**TAREFAS E EXERCÍCIOS:**
1) Segundo o trecho sobre a dependência de remédios, em que porcentagem a Índia depende dos insumos chineses para a fabricação de remédios?
2) Extraia sem alterações do trecho sobre a dependência de remédios a parte entre "E o que aconteceria" e "risco Rosemary Gibson.", inclusive.

**TRECHO DO TEXTO:**
Mesmo agora, depois do choque inicial, ninguém tem material médico em quantidade suficiente para se sentir independente.
Pelo menos para brigar, os Estados Unidos têm o sujeito certo, Peter
Navarro, o assessor para assuntos comerciais que nunca ouviu falar em
discurso diplomático.
“A China conseguiu dominar todos os aspectos da cadeia de
fornecimento usando as mesmas práticas comerciais viciadas que usou para
dominar os outros setores: exploração da mão-de-obra barata,
regulamentações ambientais frouxas e maciços subsídios governamentais”,
resumiu ele.
E o que aconteceria se o estado de guerra fria do momento ficasse um pouco mais quente?
“Se a China fechar a porta para a exportação dos componentes básicos
para nossos remédios, as prateleiras das farmácias ficariam vazias em
questão de meses e o sistema de saúde deixaria de funcionar”, resumiu
para o Times a especialista em risco Rosemary Gibson.
Para deixar as coisas mais claras, um artigo na agência oficial
XinHua notou nada diplomaticamente que os Estados Unidos acusam a China
de espalhar o novo vírus, mas “chafurdariam no inferno” se o país
suspendesse a exportação de medicamentos.
Pode ser mais claro?
A Índia, que depende em 70% dos insumos chineses para a fabricação de
remédios, sentiu os efeitos da crise, quando começou a epidemia na
região de Hubei e as atividades foram paralisadas.
Agora, já tem planos de diminuir essa dependência, tanto para efeitos
internos quanto para manter a liderança mundial que a coloca como
fornecedora de fim quinto dos genéricos consumidos no mundo.
Antigos laboratórios e outras instalações já estão sendo reativados na nossa onda de nacionalismo.
Como Trump, que não tem superpoderes nem sequer maioria na Câmara,
começaria, segundo o mesmo plano de Macron, a trazer de volta a produção
de remédios de volta para os Estados Unidos é um assunto monumental –
mas geralmente envolve algum incentivo governamental.
Mas é o tipo de assunto de que gosta.

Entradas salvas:

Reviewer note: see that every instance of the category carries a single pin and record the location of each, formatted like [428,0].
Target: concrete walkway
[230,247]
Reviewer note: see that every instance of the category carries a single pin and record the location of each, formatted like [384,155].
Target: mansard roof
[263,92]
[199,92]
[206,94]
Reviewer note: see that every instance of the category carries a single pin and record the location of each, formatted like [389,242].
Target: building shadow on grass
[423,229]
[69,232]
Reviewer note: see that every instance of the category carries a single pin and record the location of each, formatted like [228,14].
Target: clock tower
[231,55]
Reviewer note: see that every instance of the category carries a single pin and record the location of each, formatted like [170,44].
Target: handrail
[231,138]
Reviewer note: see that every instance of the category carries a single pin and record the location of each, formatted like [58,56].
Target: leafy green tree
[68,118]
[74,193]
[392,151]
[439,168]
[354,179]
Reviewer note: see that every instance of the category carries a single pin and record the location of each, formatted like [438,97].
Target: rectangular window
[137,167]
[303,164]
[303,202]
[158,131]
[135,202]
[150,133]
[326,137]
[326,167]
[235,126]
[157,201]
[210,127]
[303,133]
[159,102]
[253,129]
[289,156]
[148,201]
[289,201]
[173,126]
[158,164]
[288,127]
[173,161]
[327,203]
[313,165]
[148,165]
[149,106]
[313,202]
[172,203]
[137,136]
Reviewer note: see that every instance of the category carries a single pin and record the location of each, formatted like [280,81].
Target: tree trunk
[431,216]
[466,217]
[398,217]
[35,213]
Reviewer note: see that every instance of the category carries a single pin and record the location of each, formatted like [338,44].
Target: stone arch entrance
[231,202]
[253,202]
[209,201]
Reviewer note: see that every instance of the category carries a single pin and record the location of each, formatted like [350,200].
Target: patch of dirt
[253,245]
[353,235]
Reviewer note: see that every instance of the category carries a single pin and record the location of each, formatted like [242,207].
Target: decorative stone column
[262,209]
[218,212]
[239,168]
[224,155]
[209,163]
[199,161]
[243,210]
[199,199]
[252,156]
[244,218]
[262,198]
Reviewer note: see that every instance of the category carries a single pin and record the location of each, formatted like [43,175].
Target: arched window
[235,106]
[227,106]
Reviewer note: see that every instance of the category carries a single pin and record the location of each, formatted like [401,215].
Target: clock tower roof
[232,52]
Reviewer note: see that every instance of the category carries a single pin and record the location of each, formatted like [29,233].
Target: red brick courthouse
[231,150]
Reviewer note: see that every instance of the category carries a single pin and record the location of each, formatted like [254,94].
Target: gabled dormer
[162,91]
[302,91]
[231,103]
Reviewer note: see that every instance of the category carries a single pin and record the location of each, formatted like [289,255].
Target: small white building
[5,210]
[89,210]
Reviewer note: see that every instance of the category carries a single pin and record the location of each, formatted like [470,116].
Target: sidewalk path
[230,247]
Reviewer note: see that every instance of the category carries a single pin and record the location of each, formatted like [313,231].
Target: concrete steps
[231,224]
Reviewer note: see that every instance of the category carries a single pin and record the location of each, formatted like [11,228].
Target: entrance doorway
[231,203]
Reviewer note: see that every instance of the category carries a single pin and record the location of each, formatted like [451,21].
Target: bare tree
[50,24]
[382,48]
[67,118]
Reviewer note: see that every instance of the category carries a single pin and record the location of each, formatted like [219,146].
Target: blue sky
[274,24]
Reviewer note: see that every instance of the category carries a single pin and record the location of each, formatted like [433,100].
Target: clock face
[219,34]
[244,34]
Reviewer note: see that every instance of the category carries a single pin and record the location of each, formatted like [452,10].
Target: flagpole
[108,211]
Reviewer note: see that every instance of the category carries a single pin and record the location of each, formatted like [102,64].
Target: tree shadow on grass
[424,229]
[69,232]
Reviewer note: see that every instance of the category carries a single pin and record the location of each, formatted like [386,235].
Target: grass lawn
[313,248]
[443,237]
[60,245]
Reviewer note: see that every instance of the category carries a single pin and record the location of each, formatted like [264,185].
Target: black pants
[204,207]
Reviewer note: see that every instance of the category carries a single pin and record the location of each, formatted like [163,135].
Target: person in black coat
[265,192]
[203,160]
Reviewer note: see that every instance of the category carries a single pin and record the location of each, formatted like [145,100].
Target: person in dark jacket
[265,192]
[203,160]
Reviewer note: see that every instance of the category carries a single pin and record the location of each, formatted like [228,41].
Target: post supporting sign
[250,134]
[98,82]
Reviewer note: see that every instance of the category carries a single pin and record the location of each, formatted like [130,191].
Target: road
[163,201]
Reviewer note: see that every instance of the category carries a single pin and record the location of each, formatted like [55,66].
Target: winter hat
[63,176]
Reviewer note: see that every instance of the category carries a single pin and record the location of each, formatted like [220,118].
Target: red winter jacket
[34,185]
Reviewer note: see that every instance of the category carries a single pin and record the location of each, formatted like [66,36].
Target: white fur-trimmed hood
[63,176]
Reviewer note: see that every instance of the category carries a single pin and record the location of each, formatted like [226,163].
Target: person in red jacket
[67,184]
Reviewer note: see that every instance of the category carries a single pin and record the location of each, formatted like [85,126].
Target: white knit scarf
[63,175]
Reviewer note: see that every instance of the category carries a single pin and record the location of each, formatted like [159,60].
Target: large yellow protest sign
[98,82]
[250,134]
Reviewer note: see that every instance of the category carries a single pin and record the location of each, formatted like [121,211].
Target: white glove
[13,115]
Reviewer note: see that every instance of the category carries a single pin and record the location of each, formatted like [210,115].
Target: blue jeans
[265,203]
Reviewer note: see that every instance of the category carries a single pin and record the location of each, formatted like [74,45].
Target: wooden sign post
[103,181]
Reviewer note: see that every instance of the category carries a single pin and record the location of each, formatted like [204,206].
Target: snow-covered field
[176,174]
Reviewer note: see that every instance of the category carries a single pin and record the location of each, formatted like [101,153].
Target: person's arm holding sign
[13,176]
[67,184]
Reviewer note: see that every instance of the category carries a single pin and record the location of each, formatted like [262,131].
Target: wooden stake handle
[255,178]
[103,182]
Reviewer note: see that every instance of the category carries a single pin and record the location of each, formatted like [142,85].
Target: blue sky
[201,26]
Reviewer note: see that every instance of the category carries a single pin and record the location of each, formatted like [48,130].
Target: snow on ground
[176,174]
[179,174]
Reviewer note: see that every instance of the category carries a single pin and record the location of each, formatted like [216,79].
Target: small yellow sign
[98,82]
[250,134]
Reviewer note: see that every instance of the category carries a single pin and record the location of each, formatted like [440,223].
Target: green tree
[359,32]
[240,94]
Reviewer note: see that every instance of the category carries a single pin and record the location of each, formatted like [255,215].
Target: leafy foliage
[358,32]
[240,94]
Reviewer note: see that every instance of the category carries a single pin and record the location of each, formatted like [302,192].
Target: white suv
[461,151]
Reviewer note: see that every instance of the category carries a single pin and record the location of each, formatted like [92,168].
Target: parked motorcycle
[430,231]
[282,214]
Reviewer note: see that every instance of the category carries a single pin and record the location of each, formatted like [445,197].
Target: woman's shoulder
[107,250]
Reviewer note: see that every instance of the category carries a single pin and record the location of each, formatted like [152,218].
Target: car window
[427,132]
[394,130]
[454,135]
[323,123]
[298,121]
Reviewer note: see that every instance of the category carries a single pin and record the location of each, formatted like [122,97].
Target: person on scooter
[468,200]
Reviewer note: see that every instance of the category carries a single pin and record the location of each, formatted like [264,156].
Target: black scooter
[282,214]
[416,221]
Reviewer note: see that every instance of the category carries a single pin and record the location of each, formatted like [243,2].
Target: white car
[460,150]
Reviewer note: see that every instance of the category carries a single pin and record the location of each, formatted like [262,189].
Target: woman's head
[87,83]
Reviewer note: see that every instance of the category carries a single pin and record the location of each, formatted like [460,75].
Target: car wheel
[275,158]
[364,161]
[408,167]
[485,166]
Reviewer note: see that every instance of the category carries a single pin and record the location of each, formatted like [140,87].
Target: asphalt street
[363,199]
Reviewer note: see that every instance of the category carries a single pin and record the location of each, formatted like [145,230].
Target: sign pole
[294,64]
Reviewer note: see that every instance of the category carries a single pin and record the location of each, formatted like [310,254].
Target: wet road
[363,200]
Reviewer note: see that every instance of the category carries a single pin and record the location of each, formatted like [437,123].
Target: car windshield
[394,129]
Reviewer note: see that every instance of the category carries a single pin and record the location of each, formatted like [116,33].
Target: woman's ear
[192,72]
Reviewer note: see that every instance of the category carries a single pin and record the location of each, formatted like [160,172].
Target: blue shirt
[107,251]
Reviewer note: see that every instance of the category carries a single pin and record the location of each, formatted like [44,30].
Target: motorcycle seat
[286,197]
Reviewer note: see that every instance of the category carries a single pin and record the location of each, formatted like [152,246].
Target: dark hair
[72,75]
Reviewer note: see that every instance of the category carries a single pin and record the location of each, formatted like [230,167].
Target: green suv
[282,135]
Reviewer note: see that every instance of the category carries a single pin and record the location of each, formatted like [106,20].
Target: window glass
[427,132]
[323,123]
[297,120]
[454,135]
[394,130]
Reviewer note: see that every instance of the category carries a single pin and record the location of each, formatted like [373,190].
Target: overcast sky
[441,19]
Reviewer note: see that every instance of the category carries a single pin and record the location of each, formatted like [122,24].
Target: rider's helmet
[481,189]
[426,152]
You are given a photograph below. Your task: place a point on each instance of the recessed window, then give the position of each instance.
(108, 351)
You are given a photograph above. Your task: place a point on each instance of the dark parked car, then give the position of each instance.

**RESPOSTAS DO EXERCÍCIO:**
1) Em 70%.

2)
E o que aconteceria se o estado de guerra fria do momento ficasse um pouco mais quente?
“Se a China fechar a porta para a exportação dos componentes básicos
para nossos remédios, as prateleiras das farmácias ficariam vazias em
questão de meses e o sistema de saúde deixaria de funcionar”, resumiu
para o Times a especialista em risco Rosemary Gibson.